[Excerpts from a dataset]
********
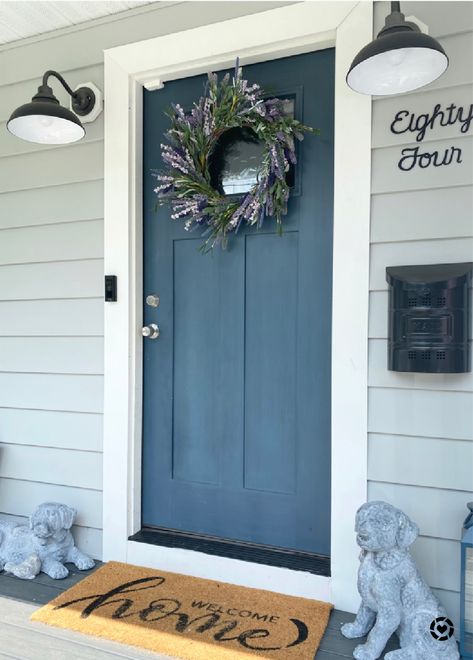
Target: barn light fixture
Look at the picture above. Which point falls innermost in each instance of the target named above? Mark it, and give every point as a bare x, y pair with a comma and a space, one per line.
400, 59
45, 121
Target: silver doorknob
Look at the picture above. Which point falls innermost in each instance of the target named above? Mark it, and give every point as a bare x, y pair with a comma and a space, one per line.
150, 331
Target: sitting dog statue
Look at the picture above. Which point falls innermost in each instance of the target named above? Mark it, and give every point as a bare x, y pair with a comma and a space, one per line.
46, 545
395, 598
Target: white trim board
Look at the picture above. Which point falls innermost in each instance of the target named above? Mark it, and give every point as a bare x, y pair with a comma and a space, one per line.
280, 32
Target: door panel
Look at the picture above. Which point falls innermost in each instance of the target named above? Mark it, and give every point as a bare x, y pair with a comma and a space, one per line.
236, 416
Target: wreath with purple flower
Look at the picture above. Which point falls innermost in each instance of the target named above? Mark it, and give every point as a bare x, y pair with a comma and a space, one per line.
187, 183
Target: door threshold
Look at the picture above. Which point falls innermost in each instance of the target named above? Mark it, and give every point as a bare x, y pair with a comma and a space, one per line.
257, 554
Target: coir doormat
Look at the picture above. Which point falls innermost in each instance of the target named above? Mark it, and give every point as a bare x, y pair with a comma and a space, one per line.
188, 617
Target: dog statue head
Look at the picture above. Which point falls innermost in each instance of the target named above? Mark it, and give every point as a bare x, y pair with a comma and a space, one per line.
51, 519
380, 527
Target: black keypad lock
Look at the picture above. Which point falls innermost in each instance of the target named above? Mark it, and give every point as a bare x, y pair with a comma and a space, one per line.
429, 318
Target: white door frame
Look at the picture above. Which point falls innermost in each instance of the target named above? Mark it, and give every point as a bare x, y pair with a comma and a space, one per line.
280, 32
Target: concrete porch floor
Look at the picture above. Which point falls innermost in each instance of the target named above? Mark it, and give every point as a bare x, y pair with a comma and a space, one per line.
21, 639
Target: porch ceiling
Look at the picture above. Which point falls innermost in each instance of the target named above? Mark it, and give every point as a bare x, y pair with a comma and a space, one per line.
27, 18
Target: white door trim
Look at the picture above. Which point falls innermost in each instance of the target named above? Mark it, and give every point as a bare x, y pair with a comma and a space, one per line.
280, 32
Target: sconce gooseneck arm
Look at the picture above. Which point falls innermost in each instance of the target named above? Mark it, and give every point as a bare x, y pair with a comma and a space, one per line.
61, 80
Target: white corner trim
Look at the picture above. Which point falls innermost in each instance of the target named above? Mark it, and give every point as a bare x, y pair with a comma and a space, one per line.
280, 32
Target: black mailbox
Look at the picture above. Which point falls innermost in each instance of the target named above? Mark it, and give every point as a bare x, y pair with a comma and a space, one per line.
429, 318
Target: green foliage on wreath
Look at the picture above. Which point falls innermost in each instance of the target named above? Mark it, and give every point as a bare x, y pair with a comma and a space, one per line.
187, 185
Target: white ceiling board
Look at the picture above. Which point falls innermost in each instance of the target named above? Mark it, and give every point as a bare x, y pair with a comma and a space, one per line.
20, 19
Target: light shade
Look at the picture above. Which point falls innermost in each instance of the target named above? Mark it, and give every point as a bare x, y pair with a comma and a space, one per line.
399, 60
45, 121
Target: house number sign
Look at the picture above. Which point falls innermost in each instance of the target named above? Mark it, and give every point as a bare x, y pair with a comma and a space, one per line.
418, 124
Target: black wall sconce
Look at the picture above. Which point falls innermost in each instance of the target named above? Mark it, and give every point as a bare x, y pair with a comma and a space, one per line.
429, 318
400, 59
45, 121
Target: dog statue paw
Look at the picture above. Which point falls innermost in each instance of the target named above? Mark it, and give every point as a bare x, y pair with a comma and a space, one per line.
47, 542
394, 596
26, 570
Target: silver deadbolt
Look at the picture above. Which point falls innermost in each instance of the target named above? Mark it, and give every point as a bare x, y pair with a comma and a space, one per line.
150, 331
152, 300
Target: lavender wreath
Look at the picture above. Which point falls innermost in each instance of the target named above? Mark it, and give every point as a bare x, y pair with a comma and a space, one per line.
186, 182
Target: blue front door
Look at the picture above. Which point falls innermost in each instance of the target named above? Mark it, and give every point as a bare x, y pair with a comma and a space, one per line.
236, 417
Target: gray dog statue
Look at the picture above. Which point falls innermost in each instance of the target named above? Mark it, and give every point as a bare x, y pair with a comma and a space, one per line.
394, 596
45, 545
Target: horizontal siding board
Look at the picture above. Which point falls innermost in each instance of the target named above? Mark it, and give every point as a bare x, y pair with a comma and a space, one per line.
********
§ **Your task**
Please set down exactly the lines from the first line of the data above through the line with "Target: silver doorknob", both included, leaving out the pictures.

§ **Finished exercise**
Target: barn light fixture
Look at the picture above. Which point falls innermost in each instance of the target named above? Mark it, and give every point as a bare x, y pair with a comma and a space, one per line.
400, 59
45, 121
Target: silver doorknob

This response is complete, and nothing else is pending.